Copy the court opinion excerpt starting with "The defendant assigns" and going on through "of demurrers offered.", substituting "appellant" for "defendant".

• Document text:
START

The trial was before the court with a jury. At the conclusion of the plaintiff's evidence, the defendant requested an instruction in the nature of a demurrer directing a verdict in its favor, which was denied by the court. Again at the close of the whole evidence, the defendant renewed its request for such instruction, which was again denied. The jury returned a verdict for the plaintiff in the sum of $3000, upon which verdict a judgment was rendered by the court in such sum for the plaintiff. From such judgment so rendered, after unsuccessful motions for a new trial and in arrest of judgment, the defendant prosecutes this appeal.

OPINION.

The defendant assigns error upon the action of the trial court in refusing to sustain its requested instructions in the nature of demurrers offered at the close of the plaintiff's evidence and at the close of all of the evidence; in giving the plaintiff's Instruction No. 1; in admitting and excluding evidence. It also complains that the verdict of the jury is excessive and therefore erroneous.

1. — The first point made by the defendant relates to the alleged erroneous refusal of its requested instructions in the nature of demurrers offered.

END

• Data records:
START

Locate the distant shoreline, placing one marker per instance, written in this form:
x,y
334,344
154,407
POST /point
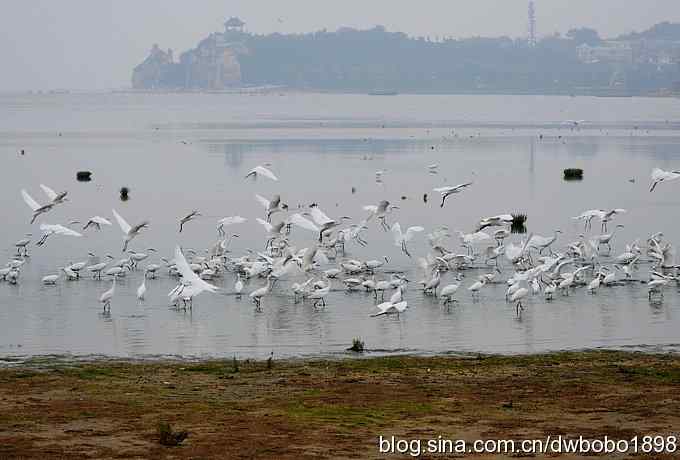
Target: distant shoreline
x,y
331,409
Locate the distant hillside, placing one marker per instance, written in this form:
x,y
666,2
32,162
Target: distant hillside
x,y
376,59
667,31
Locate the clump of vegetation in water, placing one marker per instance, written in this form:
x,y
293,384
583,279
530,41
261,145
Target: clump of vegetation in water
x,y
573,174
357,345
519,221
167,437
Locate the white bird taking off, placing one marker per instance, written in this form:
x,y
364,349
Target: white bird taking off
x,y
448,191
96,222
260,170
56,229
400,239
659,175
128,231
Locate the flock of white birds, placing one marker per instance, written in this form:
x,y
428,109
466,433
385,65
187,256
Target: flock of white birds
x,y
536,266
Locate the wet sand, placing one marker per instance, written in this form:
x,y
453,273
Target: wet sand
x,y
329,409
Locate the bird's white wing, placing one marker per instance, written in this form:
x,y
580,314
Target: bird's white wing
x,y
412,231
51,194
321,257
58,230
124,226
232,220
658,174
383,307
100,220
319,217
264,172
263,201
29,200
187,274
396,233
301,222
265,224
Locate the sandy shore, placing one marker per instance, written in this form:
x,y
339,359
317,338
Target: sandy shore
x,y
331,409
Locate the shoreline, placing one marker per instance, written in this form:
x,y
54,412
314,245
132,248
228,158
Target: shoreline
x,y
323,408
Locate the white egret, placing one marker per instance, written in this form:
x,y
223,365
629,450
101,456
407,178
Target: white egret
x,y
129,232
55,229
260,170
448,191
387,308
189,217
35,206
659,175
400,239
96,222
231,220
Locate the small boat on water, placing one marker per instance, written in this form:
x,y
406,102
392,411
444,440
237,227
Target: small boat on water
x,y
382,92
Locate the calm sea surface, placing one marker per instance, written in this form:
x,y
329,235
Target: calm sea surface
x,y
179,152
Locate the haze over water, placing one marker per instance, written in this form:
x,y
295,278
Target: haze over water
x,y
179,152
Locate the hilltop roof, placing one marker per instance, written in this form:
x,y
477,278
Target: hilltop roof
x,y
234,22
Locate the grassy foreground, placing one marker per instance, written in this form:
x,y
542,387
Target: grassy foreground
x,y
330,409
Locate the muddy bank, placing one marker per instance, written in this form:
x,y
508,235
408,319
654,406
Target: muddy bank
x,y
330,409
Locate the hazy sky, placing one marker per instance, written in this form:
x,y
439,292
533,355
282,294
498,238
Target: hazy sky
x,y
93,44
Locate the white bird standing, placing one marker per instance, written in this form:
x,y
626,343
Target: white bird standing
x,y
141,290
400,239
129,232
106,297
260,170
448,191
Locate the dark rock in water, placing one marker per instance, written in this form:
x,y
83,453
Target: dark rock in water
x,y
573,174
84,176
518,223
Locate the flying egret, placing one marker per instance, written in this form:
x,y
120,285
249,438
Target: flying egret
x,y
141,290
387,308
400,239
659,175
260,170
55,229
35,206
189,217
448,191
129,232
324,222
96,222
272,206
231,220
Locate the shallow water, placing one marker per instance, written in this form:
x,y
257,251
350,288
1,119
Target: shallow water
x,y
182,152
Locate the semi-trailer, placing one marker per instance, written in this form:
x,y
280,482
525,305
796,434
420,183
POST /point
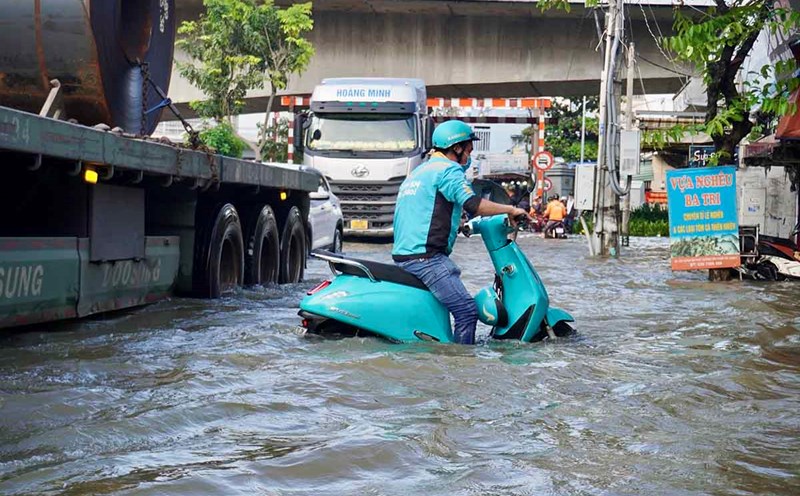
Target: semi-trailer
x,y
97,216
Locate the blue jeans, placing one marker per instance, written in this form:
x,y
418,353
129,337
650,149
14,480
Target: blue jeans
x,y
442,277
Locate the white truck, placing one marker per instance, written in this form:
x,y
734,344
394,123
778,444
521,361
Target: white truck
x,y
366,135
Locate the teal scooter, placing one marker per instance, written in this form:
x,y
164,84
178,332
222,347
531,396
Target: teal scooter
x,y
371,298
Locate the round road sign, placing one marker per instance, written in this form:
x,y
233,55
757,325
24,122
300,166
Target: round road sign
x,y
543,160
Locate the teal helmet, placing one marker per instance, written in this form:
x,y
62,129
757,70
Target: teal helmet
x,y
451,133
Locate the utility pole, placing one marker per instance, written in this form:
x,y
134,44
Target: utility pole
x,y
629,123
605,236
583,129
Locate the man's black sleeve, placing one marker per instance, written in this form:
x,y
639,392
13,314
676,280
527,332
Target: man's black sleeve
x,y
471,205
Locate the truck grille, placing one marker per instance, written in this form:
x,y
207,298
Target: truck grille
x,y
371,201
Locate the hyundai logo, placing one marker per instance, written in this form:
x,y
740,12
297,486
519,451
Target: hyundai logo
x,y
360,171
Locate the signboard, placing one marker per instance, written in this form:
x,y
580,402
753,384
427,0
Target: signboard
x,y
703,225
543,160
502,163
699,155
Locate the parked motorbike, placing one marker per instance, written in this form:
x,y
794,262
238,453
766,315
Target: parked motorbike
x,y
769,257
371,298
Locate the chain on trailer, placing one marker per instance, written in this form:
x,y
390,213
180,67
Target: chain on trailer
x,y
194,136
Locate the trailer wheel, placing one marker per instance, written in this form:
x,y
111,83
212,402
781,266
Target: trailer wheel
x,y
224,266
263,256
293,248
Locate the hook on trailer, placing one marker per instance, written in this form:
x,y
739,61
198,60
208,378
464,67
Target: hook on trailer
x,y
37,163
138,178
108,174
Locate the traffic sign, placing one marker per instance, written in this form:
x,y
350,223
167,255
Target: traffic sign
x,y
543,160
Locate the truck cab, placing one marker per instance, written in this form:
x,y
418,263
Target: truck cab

END
START

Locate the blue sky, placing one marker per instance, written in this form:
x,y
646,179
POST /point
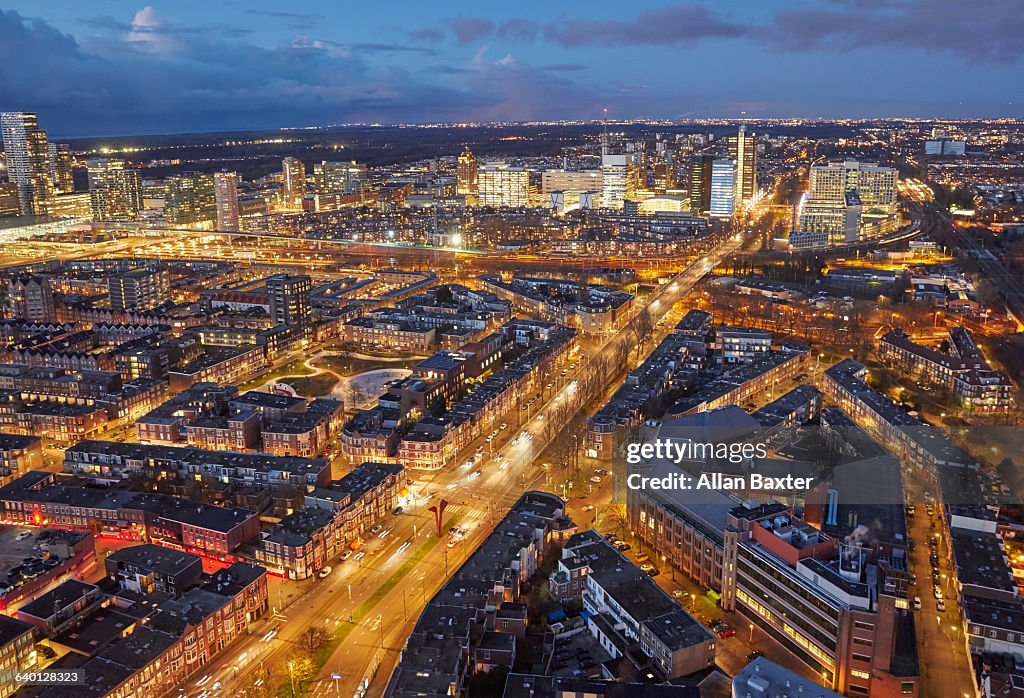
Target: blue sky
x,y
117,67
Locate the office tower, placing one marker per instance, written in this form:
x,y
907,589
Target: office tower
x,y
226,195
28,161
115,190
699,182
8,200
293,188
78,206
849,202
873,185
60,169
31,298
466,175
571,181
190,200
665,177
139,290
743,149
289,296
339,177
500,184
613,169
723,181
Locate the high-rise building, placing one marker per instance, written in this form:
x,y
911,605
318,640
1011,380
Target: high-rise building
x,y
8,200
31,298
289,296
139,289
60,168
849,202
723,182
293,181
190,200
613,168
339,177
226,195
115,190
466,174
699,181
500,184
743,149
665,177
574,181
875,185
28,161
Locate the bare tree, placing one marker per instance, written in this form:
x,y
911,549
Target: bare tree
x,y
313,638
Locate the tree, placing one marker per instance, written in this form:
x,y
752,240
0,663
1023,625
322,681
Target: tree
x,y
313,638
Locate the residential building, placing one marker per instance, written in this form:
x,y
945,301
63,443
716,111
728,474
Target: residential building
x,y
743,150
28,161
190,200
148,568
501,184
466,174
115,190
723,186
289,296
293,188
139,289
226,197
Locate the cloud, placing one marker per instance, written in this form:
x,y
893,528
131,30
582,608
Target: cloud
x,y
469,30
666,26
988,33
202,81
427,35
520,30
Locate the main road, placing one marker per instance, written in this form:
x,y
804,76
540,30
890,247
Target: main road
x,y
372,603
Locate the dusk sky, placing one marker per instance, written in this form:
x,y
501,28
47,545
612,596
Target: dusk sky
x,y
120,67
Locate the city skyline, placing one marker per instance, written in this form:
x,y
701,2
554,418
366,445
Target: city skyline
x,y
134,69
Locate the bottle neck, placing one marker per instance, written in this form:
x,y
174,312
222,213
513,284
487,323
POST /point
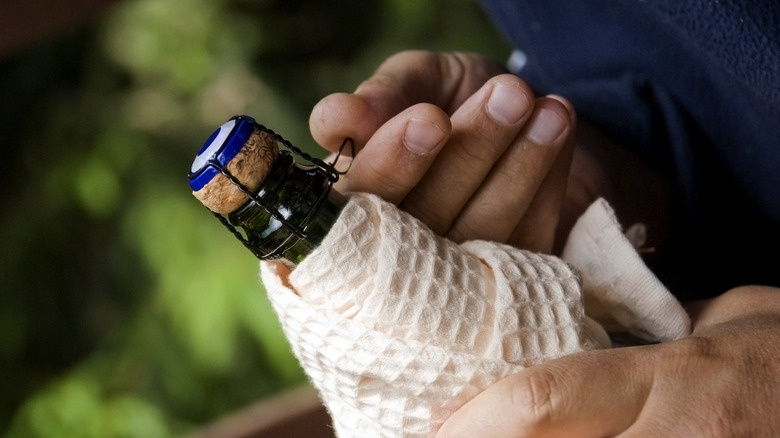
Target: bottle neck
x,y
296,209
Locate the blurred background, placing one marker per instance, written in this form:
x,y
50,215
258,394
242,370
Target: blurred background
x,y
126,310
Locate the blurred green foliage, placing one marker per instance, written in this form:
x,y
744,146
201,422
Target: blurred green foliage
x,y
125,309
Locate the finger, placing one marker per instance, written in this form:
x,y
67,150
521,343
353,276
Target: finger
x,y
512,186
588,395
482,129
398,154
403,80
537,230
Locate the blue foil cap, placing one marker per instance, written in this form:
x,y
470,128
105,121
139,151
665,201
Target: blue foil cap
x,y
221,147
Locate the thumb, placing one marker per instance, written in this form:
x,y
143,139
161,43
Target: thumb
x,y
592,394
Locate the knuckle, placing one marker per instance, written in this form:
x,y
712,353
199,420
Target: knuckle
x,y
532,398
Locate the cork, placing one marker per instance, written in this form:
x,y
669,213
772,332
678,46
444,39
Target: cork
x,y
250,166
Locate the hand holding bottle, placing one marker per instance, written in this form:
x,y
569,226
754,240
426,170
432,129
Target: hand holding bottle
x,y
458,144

END
START

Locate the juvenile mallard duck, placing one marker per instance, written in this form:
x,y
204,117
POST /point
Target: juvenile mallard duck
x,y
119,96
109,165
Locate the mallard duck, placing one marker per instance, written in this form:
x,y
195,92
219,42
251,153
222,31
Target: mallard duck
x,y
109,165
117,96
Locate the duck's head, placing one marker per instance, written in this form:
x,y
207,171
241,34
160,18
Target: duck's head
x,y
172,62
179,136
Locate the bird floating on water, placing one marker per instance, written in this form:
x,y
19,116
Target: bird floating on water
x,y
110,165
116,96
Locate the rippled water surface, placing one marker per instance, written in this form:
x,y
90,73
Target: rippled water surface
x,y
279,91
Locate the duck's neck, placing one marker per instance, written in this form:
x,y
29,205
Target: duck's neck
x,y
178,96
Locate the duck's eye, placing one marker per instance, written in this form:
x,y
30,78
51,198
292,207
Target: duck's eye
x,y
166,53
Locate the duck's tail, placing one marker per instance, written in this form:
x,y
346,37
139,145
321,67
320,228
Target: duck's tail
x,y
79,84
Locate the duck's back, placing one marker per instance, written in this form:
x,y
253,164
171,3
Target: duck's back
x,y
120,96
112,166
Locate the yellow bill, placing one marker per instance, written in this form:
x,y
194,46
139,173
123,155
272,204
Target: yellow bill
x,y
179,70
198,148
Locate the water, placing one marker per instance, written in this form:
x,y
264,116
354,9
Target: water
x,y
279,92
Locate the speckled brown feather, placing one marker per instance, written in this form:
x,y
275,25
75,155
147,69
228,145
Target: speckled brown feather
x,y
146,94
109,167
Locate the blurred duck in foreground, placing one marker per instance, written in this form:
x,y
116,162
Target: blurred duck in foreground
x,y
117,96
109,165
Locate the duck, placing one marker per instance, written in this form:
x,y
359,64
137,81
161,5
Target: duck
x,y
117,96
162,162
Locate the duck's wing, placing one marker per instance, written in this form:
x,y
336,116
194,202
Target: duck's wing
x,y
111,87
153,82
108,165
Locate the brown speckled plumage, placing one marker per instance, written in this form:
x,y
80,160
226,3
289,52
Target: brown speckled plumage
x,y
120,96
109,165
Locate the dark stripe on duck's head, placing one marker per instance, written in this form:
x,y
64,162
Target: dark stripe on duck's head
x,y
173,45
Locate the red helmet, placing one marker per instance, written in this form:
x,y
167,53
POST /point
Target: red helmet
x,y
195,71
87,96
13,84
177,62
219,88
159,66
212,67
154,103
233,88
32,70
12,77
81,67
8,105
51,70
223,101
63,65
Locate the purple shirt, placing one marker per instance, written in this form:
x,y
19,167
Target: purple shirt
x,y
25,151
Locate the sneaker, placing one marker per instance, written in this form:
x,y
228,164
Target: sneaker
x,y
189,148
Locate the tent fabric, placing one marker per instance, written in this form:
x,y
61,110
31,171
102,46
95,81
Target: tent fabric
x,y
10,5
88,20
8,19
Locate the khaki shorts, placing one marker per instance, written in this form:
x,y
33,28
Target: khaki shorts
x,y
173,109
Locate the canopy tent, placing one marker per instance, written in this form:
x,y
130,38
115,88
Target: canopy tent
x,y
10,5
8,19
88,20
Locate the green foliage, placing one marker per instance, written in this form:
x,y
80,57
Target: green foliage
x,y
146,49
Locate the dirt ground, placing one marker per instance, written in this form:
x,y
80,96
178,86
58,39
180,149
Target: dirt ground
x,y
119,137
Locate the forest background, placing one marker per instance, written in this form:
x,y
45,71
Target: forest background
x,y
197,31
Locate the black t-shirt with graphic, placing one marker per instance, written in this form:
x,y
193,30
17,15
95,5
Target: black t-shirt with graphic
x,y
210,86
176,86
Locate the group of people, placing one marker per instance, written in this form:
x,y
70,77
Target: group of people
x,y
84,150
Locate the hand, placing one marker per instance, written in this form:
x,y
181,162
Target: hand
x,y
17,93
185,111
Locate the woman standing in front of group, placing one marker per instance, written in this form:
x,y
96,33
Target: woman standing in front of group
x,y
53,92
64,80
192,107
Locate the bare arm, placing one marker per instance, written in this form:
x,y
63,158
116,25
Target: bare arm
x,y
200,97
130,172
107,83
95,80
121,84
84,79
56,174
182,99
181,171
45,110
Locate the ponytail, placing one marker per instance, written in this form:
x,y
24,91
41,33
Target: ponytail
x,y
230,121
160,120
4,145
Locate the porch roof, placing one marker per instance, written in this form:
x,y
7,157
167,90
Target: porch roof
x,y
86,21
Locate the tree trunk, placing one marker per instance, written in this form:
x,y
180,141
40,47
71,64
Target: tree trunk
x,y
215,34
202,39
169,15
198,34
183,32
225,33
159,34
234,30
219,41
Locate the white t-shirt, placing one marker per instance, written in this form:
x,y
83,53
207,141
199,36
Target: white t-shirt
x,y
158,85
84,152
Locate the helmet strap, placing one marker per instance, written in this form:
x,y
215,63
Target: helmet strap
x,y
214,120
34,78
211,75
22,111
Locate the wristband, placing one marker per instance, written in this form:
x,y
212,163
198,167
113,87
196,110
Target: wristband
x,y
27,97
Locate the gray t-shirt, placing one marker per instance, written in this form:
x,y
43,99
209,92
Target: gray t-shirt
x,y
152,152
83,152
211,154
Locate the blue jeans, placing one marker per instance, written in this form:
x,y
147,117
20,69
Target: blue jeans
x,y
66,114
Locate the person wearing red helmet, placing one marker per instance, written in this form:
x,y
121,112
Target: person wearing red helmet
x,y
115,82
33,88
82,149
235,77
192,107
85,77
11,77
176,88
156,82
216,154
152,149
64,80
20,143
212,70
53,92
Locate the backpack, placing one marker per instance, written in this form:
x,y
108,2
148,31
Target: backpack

END

• Exercise result:
The appellant assigns error upon the action of the trial court in refusing to sustain its requested instructions in the nature of demurrers offered at the close of the plaintiff's evidence and at the close of all of the evidence; in giving the plaintiff's Instruction No. 1; in admitting and excluding evidence. It also complains that the verdict of the jury is excessive and therefore erroneous.

1. — The first point made by the appellant relates to the alleged erroneous refusal of its requested instructions in the nature of demurrers offered.